## Challenge
Could you transcribe the material below exactly, without leaving out a single line?

## start Records

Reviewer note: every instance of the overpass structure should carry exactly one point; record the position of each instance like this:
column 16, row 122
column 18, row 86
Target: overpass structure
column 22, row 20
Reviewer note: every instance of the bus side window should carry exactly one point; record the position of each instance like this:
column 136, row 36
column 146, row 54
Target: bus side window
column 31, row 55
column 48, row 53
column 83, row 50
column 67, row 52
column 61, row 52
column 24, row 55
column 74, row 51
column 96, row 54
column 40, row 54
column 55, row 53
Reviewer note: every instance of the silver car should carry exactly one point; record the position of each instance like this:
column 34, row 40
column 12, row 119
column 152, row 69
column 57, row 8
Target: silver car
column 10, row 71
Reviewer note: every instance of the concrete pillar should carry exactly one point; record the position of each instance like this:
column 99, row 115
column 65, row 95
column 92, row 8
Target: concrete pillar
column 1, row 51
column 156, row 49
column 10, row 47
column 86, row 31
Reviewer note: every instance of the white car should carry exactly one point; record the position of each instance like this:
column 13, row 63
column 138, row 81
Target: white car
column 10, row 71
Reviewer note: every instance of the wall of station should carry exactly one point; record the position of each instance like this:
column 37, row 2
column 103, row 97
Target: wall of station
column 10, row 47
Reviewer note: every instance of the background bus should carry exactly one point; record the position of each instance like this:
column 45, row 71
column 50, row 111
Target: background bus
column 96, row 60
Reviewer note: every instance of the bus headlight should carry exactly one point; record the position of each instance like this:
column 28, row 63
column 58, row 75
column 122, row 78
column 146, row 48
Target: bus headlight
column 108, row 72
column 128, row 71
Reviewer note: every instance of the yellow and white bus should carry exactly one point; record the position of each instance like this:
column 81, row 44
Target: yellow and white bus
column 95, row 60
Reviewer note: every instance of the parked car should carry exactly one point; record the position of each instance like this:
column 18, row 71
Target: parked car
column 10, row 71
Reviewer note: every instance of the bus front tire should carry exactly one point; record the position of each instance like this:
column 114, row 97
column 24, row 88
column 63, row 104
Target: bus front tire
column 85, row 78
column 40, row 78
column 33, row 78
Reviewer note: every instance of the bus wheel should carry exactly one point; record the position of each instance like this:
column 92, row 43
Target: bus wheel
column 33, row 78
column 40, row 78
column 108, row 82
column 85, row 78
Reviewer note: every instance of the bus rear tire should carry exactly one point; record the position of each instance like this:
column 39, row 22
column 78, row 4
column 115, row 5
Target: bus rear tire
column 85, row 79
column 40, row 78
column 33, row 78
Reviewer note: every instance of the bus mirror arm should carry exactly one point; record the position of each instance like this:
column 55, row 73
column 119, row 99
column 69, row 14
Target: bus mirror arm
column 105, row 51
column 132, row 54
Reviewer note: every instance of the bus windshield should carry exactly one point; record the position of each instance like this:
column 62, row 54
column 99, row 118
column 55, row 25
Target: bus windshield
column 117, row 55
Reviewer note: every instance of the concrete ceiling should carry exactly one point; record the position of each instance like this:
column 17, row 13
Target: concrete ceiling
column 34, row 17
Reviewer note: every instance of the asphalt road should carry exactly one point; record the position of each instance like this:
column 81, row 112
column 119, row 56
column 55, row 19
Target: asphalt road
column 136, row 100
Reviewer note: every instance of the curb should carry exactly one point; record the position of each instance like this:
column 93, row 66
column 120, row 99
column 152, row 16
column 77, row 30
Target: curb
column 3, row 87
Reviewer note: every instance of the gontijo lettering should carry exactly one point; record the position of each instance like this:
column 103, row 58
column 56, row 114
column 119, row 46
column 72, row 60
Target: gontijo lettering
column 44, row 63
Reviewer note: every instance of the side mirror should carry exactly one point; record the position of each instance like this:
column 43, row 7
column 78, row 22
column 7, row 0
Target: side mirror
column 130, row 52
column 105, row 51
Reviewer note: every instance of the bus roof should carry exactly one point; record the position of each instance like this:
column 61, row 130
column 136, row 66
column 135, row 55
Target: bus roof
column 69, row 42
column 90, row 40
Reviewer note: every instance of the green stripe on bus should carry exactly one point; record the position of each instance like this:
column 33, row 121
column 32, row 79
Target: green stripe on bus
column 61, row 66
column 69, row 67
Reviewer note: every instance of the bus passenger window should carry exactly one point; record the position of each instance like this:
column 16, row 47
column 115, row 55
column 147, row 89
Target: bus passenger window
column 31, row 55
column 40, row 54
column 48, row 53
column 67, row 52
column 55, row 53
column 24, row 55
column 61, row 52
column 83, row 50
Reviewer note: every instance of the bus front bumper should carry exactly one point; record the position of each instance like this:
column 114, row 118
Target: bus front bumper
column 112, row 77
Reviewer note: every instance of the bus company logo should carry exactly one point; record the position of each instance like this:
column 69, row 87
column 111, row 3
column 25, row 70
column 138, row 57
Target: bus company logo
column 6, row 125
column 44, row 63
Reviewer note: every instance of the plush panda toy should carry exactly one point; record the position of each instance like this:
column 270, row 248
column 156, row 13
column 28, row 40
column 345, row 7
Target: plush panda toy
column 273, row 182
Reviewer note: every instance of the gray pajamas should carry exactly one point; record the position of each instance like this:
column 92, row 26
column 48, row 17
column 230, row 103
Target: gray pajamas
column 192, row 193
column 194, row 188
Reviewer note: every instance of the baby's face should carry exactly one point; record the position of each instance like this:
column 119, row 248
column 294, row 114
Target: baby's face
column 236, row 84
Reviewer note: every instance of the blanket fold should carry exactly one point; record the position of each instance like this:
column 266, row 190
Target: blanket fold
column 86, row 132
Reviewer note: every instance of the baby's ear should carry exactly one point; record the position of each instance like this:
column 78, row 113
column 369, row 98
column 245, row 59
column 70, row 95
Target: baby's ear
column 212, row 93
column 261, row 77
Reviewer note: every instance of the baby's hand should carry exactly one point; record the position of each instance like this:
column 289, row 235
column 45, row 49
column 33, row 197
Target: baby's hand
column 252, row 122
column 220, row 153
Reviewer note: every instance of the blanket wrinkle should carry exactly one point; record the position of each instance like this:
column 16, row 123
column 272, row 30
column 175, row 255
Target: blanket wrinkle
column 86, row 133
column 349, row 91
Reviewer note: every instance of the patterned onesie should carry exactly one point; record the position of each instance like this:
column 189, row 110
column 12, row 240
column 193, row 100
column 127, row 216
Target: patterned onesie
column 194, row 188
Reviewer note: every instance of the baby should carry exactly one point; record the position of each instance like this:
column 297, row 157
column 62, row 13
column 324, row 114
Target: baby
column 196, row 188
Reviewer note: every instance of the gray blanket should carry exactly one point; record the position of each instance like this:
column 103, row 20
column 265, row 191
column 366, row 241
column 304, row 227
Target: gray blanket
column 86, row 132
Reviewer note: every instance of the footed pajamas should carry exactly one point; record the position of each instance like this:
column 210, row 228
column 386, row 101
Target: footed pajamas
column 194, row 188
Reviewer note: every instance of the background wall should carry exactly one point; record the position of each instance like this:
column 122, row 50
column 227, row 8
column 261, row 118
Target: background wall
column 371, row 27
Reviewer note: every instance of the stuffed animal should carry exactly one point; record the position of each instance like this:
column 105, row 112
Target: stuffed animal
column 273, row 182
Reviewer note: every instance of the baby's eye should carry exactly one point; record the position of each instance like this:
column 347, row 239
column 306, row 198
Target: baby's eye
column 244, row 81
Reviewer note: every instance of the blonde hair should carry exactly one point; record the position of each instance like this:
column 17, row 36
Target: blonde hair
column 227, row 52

## end Records

## Correct result
Reviewer note: every instance of the overpass structure should carry exactly one point; record the position of each instance like this:
column 16, row 122
column 18, row 86
Target: overpass structure
column 22, row 20
Reviewer note: every instance of the bus side window should carry exactly one point; record the position of each instance like this:
column 136, row 36
column 146, row 54
Target: bus side window
column 31, row 55
column 48, row 53
column 83, row 50
column 67, row 52
column 61, row 52
column 24, row 55
column 74, row 51
column 96, row 54
column 40, row 54
column 55, row 53
Reviewer note: every instance of the silver car should carry exactly one point; record the position of each instance like this:
column 34, row 40
column 12, row 119
column 152, row 69
column 57, row 8
Target: silver car
column 10, row 71
Reviewer note: every instance of the concrete pillar should carry exactly one point; record the position of each instance like this:
column 99, row 115
column 65, row 95
column 92, row 8
Target: concrete pillar
column 1, row 51
column 156, row 49
column 10, row 47
column 86, row 31
Reviewer note: every instance of the white car should carry exactly one point; record the position of each instance like this:
column 13, row 63
column 138, row 81
Target: white car
column 10, row 71
Reviewer note: every instance of the wall of station should carry exactly one point; record the position of each instance like this:
column 37, row 2
column 103, row 97
Target: wall of station
column 10, row 47
Reviewer note: every instance of the background bus should carry exactly one point; record the position of each instance like this:
column 45, row 71
column 50, row 111
Target: background bus
column 96, row 60
Reviewer note: every instance of the bus headlight should carry exactly one point; record the position of each instance like this:
column 28, row 63
column 58, row 75
column 122, row 78
column 146, row 48
Target: bus headlight
column 108, row 72
column 128, row 71
Reviewer note: every instance of the yellow and white bus should carry exactly one point; record the position of each instance like this:
column 81, row 44
Target: yellow and white bus
column 95, row 60
Reviewer note: every instance of the parked car should carry exactly one point; record the position of each instance like this:
column 18, row 71
Target: parked car
column 10, row 71
Reviewer note: every instance of the bus front tire should carry exactly one point; record the position of each instance like this:
column 114, row 97
column 24, row 88
column 63, row 104
Target: bus front tire
column 85, row 78
column 40, row 78
column 33, row 78
Reviewer note: every instance of the bus wheel should carry exactly one point; record the position of each instance like this:
column 92, row 43
Target: bus wheel
column 33, row 78
column 40, row 78
column 108, row 82
column 85, row 78
Reviewer note: every instance of the bus rear tire should carry exactly one point; record the position of each instance like this:
column 39, row 22
column 78, row 4
column 115, row 5
Target: bus rear tire
column 85, row 79
column 40, row 78
column 33, row 78
Reviewer note: every instance of the bus mirror arm should carry exactly one point; record the position of each instance like this:
column 55, row 73
column 119, row 99
column 69, row 14
Target: bus mirror arm
column 105, row 51
column 132, row 54
Reviewer note: every instance of the bus windshield should carry exactly one point; record the position of each instance like this:
column 62, row 54
column 99, row 118
column 55, row 25
Target: bus windshield
column 117, row 55
Reviewer note: every instance of the concrete ceiling should carry exactly one point; record the position of each instance like this:
column 17, row 13
Target: concrete ceiling
column 34, row 17
Reviewer note: every instance of the asphalt road should carry exactly one point; record the position of each instance like this:
column 81, row 112
column 119, row 56
column 55, row 19
Target: asphalt road
column 136, row 100
Reviewer note: every instance of the curb should carry exactly one point; record the position of each instance like this:
column 93, row 66
column 120, row 99
column 152, row 16
column 77, row 30
Target: curb
column 3, row 87
Reviewer note: every instance of the gontijo lettering should carry exactly one point; record the position of each instance like this:
column 103, row 58
column 56, row 114
column 119, row 46
column 72, row 60
Target: gontijo lettering
column 44, row 63
Reviewer note: every instance of the side mirror should carry exactly one point; record the position of each instance like this:
column 43, row 7
column 78, row 22
column 7, row 0
Target: side mirror
column 130, row 52
column 105, row 51
Reviewer note: every instance of the bus roof should carry exactly one point; record the position of each instance like this:
column 61, row 130
column 136, row 66
column 135, row 55
Target: bus roof
column 69, row 42
column 90, row 40
Reviewer note: every instance of the green stripe on bus should carry exactly one point; record the position of each instance like this:
column 33, row 121
column 32, row 79
Target: green stripe on bus
column 61, row 66
column 69, row 67
Reviewer note: every instance of the bus passenger window should carry exactly one point; record the position of each instance like this:
column 16, row 47
column 115, row 55
column 147, row 89
Target: bus passenger window
column 31, row 55
column 40, row 54
column 48, row 53
column 67, row 52
column 55, row 53
column 24, row 55
column 61, row 52
column 83, row 50
Reviewer note: every instance of the bus front bumper should carry exactly one point; record the position of each instance like this:
column 114, row 118
Target: bus front bumper
column 112, row 77
Reviewer note: every instance of the bus company logo should carry exactly one point; record the position of each instance like this:
column 69, row 87
column 111, row 3
column 25, row 70
column 138, row 57
Target: bus company logo
column 6, row 125
column 44, row 63
Reviewer note: every instance of the plush panda toy should carry exactly one point; record the position of each instance like this:
column 270, row 248
column 156, row 13
column 28, row 40
column 345, row 7
Target: plush panda toy
column 273, row 182
Reviewer note: every instance of the gray pajamas should carry exactly one point; record the position of each instance like this:
column 92, row 26
column 48, row 17
column 230, row 103
Target: gray pajamas
column 192, row 193
column 194, row 188
Reviewer note: every instance of the baby's face should carry exactly one point; record the position of each instance like this:
column 119, row 248
column 294, row 114
Target: baby's face
column 236, row 84
Reviewer note: every instance of the blanket fold should carry exactly one point; record the position of each instance like this:
column 266, row 190
Target: blanket fold
column 86, row 132
Reviewer note: every instance of the baby's ear should carry exactly one point; record the position of each instance like this:
column 78, row 113
column 369, row 98
column 245, row 59
column 70, row 95
Target: baby's ear
column 212, row 93
column 261, row 77
Reviewer note: every instance of the baby's hand should carry exactly one point; record the position of each instance like this:
column 289, row 235
column 45, row 49
column 33, row 197
Target: baby's hand
column 252, row 122
column 220, row 153
Reviewer note: every instance of the blanket wrinkle should carry exactly one point; record the position of each instance like this:
column 16, row 123
column 272, row 30
column 175, row 255
Target: blanket wrinkle
column 86, row 133
column 349, row 91
Reviewer note: every instance of the patterned onesie should carry exactly one point; record the position of each instance like this:
column 189, row 110
column 12, row 240
column 193, row 100
column 127, row 216
Target: patterned onesie
column 194, row 188
Reviewer note: every instance of the baby should carry exactly one point; record the position of each instance like this:
column 297, row 157
column 62, row 13
column 324, row 114
Target: baby
column 196, row 188
Reviewer note: every instance of the gray blanket should carry exactly one point; record the position of each instance like this:
column 103, row 20
column 265, row 191
column 366, row 241
column 304, row 227
Target: gray blanket
column 86, row 132
Reviewer note: every instance of the footed pajamas should carry exactly one point; record the position of each instance like this:
column 210, row 228
column 386, row 101
Target: footed pajamas
column 194, row 188
Reviewer note: every instance of the background wall should carry exactly one point; record the position of each instance like this:
column 122, row 50
column 227, row 8
column 261, row 118
Target: background wall
column 371, row 27
Reviewer note: every instance of the stuffed animal should carry exactly one point; record the position of each instance like this:
column 105, row 112
Target: stuffed animal
column 273, row 182
Reviewer note: every instance of the baby's eye should carry exactly one point; record the position of each instance like this:
column 347, row 239
column 306, row 198
Target: baby's eye
column 244, row 81
Reviewer note: every instance of the blonde hair should carry exactly one point; record the position of each instance like this:
column 17, row 36
Target: blonde hair
column 227, row 52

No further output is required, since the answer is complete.